*Exercise requirements*.
Find the line that contains "the police officer" and print it and every line after it, exactly, please.

*Entries provided*.
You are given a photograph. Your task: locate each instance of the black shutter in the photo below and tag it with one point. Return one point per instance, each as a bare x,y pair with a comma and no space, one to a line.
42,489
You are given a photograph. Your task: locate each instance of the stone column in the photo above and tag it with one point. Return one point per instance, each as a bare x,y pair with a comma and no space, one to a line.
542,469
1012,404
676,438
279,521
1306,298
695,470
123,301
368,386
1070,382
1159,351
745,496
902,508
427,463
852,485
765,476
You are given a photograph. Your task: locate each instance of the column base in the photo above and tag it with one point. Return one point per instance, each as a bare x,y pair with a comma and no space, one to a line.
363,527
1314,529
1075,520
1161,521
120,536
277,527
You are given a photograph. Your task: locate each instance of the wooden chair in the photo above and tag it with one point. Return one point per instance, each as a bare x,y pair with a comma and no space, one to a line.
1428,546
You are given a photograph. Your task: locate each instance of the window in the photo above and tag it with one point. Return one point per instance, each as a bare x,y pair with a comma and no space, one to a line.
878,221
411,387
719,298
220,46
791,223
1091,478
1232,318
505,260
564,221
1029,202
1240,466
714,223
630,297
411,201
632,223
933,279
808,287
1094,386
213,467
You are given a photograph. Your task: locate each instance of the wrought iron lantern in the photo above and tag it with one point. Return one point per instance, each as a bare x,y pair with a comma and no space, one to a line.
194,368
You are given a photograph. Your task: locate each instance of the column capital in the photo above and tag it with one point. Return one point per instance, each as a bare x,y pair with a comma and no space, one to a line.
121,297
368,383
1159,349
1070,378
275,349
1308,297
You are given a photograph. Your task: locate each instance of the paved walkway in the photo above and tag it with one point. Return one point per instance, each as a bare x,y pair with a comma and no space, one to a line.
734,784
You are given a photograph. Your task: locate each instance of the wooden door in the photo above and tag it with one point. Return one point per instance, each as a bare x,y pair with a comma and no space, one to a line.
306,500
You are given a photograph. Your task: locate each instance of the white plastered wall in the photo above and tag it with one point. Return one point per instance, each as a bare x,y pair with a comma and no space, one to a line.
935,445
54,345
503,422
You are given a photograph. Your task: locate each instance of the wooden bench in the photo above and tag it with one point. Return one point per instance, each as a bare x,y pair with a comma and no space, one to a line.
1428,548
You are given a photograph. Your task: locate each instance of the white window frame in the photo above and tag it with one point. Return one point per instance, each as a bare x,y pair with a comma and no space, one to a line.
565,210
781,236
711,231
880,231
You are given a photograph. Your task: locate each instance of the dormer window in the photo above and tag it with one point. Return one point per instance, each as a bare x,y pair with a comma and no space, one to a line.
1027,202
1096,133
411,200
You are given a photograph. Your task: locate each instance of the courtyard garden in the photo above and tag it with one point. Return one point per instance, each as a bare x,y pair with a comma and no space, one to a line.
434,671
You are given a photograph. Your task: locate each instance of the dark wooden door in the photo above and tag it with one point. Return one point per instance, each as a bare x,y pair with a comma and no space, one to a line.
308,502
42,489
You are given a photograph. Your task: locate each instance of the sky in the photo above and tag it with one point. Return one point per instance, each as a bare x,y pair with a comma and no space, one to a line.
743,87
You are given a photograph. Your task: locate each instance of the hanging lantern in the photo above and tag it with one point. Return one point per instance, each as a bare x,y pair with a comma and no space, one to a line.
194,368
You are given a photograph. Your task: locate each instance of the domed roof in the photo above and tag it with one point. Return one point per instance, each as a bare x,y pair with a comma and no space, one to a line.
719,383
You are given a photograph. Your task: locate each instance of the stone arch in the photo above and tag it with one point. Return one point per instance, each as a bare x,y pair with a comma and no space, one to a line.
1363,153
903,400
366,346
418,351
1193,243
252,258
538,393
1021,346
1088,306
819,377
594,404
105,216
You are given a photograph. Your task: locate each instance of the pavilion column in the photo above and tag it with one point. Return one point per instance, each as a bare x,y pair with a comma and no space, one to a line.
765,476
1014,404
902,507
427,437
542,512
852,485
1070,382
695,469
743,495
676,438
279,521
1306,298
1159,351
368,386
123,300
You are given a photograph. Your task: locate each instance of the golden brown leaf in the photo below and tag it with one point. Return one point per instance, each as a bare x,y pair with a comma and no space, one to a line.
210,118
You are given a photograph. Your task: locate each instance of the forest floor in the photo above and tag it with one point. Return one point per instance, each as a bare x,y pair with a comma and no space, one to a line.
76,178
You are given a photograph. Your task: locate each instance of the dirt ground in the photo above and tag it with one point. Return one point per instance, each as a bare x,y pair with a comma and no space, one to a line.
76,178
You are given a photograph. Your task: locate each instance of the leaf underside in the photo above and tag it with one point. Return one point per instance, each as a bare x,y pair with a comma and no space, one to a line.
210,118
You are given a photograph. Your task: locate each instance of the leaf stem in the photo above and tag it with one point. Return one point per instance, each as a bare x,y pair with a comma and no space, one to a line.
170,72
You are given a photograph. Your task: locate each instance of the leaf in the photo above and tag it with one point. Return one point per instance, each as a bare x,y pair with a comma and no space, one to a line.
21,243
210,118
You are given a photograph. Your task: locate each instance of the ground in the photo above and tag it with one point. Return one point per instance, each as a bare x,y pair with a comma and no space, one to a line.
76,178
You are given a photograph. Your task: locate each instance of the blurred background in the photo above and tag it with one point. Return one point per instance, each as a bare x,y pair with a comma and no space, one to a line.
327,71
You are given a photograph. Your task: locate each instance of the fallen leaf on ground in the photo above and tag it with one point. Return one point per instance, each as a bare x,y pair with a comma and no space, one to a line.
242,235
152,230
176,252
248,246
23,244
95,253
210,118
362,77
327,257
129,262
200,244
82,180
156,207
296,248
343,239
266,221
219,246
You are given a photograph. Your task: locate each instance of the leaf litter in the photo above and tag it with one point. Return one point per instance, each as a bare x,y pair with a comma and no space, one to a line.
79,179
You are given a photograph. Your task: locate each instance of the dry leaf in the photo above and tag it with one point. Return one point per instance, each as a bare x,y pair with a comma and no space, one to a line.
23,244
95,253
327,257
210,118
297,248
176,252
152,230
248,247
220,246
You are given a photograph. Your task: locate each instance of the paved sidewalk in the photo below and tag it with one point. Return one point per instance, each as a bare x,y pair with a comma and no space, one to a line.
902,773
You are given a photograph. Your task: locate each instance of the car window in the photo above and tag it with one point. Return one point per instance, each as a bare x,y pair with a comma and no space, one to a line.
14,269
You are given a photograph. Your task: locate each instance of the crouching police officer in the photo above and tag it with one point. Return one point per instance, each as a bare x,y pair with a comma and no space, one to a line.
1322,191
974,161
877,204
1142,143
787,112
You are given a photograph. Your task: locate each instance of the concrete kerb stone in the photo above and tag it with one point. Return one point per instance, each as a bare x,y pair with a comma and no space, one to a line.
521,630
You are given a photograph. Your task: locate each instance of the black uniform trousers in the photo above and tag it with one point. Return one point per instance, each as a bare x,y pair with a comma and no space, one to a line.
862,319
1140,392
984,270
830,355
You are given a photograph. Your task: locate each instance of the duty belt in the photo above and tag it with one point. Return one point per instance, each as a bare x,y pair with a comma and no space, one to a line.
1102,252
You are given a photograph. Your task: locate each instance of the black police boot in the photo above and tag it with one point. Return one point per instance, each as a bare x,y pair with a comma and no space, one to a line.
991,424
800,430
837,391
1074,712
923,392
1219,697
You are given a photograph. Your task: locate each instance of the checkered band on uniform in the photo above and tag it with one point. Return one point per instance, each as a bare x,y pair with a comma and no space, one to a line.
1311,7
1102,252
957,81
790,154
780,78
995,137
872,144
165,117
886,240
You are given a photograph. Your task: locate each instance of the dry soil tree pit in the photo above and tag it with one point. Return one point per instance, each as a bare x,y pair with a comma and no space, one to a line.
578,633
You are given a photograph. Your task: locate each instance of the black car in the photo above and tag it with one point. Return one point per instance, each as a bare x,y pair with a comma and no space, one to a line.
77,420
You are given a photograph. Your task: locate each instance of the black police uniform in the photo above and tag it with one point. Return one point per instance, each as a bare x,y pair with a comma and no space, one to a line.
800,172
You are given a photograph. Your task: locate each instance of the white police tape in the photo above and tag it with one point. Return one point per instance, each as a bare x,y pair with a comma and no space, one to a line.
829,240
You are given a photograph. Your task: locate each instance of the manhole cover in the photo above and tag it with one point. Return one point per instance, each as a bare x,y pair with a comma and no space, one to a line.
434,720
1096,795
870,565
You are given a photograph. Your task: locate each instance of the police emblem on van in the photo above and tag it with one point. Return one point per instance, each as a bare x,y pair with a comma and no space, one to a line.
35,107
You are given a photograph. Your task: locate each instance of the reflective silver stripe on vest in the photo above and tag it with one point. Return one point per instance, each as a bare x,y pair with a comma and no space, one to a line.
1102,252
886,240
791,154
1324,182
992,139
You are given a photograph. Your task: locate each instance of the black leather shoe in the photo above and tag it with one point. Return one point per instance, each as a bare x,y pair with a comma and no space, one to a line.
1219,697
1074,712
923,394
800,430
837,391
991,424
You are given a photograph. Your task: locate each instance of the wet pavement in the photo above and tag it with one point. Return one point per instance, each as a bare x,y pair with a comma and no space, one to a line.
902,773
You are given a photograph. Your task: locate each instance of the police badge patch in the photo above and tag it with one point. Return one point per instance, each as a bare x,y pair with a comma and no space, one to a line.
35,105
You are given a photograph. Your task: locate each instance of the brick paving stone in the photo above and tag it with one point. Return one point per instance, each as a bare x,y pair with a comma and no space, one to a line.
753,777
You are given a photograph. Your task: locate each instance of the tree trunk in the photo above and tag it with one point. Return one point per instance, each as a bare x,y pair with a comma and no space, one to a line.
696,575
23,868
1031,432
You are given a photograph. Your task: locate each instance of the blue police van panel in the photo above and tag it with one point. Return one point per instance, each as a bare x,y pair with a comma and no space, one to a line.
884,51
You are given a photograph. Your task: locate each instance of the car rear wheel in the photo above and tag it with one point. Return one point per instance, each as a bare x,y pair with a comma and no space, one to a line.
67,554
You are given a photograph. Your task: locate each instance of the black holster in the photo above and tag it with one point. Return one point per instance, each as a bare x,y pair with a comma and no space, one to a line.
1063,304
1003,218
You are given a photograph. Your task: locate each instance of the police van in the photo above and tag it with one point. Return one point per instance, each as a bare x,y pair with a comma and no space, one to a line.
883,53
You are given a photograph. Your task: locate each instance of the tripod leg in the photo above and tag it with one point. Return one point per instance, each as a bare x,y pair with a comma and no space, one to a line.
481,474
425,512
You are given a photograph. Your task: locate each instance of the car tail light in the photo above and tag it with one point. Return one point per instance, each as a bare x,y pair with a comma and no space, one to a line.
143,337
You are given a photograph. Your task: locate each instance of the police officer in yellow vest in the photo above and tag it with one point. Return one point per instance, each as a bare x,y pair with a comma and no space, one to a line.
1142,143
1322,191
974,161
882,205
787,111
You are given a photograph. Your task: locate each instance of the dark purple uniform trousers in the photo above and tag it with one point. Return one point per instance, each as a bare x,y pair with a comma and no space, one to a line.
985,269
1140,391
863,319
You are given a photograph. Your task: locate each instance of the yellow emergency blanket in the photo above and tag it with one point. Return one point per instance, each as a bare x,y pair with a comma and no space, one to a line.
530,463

*Correct result*.
You are given a photograph. Your task: locate each instance of the police officer in yellow vest in the photo above and tag it with one point. Return one point per instance, each as a bare x,y pair with a comma and no space, one to a line.
1142,143
1322,191
974,161
882,205
787,111
You are given a photograph. Your task: locate each instance of the dark purple uniform trousers in the photo above and tag it with one point. Return one point per instance, each as a bare x,y pair with a comma and no space, one to a line.
985,269
1140,391
863,319
You are given a photograph. Your task: locate each instance of the yellow emergency blanket in the photo above and tag it with one point. Return one point per instance, each as a bare x,y pair with a comma and no space, one to a line.
530,463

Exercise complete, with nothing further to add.